┌─ Provided data
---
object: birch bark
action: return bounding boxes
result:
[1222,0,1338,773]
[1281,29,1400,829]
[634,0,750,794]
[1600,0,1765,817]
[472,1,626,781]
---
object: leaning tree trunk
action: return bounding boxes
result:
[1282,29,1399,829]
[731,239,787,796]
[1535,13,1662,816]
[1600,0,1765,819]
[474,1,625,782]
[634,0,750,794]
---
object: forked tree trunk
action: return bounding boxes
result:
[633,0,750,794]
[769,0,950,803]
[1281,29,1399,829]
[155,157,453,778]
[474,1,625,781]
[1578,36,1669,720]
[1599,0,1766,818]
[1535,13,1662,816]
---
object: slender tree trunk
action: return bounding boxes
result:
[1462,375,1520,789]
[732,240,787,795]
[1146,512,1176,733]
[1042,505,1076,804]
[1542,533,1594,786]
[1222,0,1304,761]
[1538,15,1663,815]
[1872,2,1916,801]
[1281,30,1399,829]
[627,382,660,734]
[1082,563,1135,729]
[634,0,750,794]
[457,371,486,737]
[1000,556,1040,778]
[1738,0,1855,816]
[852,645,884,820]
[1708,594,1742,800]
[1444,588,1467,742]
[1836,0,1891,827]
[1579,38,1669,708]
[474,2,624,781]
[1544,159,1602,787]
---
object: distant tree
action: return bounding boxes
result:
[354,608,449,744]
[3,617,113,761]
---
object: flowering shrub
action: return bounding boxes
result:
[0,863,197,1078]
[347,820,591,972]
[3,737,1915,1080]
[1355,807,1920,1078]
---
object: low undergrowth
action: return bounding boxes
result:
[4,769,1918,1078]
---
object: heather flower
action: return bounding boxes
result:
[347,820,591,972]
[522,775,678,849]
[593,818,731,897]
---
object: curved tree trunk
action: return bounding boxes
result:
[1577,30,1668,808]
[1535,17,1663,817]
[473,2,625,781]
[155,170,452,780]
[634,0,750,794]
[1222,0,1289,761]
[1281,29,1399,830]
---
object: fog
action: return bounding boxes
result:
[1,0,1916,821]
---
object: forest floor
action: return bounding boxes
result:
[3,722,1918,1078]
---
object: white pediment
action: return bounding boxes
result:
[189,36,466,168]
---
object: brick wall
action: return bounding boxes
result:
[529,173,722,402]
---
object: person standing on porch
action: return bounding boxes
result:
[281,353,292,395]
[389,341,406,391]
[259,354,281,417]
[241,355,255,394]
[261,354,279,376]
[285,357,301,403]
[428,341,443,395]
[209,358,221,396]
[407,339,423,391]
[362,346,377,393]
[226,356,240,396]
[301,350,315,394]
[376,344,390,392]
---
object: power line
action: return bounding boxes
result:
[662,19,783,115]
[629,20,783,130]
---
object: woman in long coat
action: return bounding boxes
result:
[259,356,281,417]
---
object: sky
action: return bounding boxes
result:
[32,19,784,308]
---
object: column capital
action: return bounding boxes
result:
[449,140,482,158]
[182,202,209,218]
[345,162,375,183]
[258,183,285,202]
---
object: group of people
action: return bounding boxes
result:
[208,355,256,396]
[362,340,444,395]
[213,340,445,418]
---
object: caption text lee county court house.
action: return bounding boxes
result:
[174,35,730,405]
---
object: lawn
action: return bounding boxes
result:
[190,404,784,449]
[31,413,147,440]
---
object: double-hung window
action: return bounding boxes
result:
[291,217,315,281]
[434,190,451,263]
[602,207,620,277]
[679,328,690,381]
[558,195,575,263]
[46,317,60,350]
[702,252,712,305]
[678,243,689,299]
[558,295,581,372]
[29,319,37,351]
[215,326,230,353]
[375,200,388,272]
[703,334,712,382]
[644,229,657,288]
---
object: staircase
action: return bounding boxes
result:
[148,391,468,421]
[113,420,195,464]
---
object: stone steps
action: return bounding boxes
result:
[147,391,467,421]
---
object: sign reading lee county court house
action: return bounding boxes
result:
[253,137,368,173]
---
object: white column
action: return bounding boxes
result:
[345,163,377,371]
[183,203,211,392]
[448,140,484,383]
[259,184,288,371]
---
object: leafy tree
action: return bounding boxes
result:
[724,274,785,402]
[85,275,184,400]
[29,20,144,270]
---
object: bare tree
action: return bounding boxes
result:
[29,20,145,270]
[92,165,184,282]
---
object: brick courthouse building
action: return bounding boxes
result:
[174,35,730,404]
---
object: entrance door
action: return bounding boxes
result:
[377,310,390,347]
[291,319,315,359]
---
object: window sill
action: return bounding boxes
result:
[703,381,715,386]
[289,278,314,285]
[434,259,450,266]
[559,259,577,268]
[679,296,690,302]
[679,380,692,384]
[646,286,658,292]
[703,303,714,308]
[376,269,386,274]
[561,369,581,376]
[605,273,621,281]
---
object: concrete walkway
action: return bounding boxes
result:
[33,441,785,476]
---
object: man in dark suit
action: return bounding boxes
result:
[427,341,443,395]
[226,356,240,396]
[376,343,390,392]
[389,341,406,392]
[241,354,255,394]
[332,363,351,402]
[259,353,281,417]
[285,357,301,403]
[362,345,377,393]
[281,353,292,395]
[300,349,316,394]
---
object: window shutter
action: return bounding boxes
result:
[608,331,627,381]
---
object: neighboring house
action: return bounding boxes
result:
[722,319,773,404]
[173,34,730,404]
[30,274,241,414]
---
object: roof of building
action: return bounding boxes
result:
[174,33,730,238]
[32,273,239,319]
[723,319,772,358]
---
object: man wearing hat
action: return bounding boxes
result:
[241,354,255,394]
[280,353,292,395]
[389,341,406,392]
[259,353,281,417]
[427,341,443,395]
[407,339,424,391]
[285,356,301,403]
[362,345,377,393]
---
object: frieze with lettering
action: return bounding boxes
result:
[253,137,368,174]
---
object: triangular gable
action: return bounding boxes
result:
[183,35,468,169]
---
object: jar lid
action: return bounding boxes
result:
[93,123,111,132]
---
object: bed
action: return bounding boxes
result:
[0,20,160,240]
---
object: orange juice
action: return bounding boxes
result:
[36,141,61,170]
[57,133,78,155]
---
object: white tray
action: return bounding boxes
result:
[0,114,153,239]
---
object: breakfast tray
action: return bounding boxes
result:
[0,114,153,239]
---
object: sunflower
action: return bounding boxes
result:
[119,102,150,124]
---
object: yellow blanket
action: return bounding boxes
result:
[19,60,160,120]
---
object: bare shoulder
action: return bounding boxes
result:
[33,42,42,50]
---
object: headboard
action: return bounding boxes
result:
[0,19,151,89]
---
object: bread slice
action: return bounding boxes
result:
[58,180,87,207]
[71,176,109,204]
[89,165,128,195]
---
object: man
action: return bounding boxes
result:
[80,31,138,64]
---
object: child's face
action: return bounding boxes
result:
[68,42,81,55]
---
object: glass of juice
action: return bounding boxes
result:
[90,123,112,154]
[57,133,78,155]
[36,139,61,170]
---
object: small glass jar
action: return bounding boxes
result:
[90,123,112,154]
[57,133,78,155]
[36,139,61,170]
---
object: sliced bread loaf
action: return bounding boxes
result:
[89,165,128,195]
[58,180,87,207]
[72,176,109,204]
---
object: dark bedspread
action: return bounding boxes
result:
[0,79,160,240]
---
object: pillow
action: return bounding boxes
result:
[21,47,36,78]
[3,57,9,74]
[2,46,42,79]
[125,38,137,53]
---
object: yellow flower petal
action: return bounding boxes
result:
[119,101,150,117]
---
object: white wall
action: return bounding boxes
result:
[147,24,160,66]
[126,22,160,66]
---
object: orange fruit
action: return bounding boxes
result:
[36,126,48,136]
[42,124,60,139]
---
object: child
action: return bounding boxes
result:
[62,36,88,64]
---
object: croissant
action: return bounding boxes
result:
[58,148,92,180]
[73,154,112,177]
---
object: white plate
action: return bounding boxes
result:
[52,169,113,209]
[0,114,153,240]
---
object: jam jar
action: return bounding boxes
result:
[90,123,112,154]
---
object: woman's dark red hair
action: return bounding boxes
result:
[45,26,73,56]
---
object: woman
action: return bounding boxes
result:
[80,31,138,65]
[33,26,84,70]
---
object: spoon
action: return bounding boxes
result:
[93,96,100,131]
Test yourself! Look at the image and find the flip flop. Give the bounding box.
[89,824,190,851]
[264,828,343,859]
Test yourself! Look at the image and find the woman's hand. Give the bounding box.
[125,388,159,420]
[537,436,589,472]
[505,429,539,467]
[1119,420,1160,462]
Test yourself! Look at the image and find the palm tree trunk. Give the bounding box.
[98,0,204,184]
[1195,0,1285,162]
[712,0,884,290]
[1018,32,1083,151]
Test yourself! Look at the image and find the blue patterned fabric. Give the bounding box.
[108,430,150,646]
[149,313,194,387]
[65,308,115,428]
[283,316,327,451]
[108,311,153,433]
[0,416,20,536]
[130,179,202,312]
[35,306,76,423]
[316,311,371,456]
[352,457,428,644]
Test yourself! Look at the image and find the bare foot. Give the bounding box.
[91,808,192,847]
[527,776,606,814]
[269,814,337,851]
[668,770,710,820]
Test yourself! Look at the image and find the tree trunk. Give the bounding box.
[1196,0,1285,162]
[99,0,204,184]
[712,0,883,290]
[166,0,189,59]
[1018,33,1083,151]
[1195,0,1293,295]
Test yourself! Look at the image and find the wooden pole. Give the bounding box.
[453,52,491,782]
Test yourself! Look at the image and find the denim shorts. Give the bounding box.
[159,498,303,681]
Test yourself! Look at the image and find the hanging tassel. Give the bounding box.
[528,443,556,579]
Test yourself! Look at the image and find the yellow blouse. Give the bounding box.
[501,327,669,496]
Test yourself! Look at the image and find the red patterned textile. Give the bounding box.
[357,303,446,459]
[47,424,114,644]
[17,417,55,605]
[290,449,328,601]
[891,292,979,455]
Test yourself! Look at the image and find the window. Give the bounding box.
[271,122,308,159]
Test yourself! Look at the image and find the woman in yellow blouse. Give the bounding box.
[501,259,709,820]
└─
Exercise objective: A single number is required: the count of lines in the data above that include the word "brick".

Answer area: 2